▸ **WHAT YOU WILL DO**:
• a. In the foliage post, where did the writer and Poodle go on Friday?
• b. Retype every one of the bounding box labeling rows verbatim.

▸ **TEXT SECTION**:

Sunday, October 12, 2014

Falling leaves, a sycamore

Not a lot of words today, but plenty of pictures.  Foliage is still fab here in Vermont.

Even the vacas think so.  Poodle and I went down to Killington on Friday, and here are some action shots so you can see how happy she was to get there.

What a nut.  She was also a leaf-peeper.

The view is crazy from my mom's house.  Here, I tried to stitch two photos together so you could get the full effect.  This is not a very successful effort, but it is the best I can do with the limited resources I've got, so keep your hair on.

It's quite mesmerizing in real life.

Here's a tree:

Love love love.

So, more foliage:

Poodle thought the view was pretty good from the deck, too.

Do you see her?  She's kinda like Where's Waldo in this one.

Today we went to the World's Best Breakfast, then down to the rec center to play ball.  I took the next picture through the windshield on River Road:

My dad's memorial service was one year ago today.

Has anybody noticed that the titles of my posts so far this month have all been song lyrics?  Today's title is from one of my dad's favorite songs.

And since we started this post with a farm on our way out of town, we will end it with another farm on our way back to town.

And now, since I've already said I don't have a lot of words today, and I've already said I'm ending with a farm, here are some final words from one of my favorite poets, Billy Collins, appropriate for an October day when my eye was drawn to the acorn caps scattered under an oak tree at the cemetery.

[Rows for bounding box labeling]
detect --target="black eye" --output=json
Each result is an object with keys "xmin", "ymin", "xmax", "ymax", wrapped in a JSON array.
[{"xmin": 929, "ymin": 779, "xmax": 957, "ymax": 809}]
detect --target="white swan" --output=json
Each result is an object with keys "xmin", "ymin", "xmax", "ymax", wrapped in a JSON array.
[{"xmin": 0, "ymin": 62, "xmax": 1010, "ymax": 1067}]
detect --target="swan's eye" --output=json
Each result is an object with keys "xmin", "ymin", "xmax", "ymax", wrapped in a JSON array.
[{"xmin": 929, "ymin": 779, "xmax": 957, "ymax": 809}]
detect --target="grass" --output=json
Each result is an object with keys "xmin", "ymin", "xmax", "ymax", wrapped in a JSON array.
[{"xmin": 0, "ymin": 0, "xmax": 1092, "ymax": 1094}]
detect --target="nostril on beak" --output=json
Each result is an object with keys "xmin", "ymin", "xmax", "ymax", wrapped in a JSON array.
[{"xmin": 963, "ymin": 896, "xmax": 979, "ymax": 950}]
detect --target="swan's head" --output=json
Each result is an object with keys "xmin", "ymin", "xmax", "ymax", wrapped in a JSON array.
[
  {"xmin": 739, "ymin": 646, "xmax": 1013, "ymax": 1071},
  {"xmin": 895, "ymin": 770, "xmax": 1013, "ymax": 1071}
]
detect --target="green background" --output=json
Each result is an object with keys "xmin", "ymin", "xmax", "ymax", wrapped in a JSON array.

▸ **SOLUTIONS BELOW**:
• a. Killington

• b.
detect --target="black eye" --output=json
Each result is an object with keys "xmin", "ymin", "xmax", "ymax", wrapped in a JSON array.
[{"xmin": 929, "ymin": 779, "xmax": 957, "ymax": 809}]
detect --target="white swan" --output=json
Each result is an object with keys "xmin", "ymin", "xmax", "ymax", wrapped in a JSON array.
[{"xmin": 0, "ymin": 62, "xmax": 1010, "ymax": 1067}]
detect --target="swan's eye" --output=json
Each result is an object with keys "xmin", "ymin", "xmax", "ymax", wrapped in a JSON array.
[{"xmin": 929, "ymin": 779, "xmax": 957, "ymax": 809}]
detect --target="grass" --output=json
Each result is an object with keys "xmin", "ymin", "xmax", "ymax", wrapped in a JSON array.
[{"xmin": 0, "ymin": 0, "xmax": 1092, "ymax": 1094}]
detect --target="nostril on beak" --output=json
Each result is an object with keys "xmin", "ymin", "xmax", "ymax", wrapped in a JSON array.
[{"xmin": 963, "ymin": 896, "xmax": 979, "ymax": 950}]
detect --target="swan's head" --output=json
Each result is an object with keys "xmin", "ymin", "xmax", "ymax", wrapped in a JSON array.
[
  {"xmin": 739, "ymin": 646, "xmax": 1013, "ymax": 1071},
  {"xmin": 895, "ymin": 770, "xmax": 1013, "ymax": 1071}
]
detect --target="green background" --output=json
Each result is an object with keys "xmin", "ymin", "xmax", "ymax", wrapped in a JSON array.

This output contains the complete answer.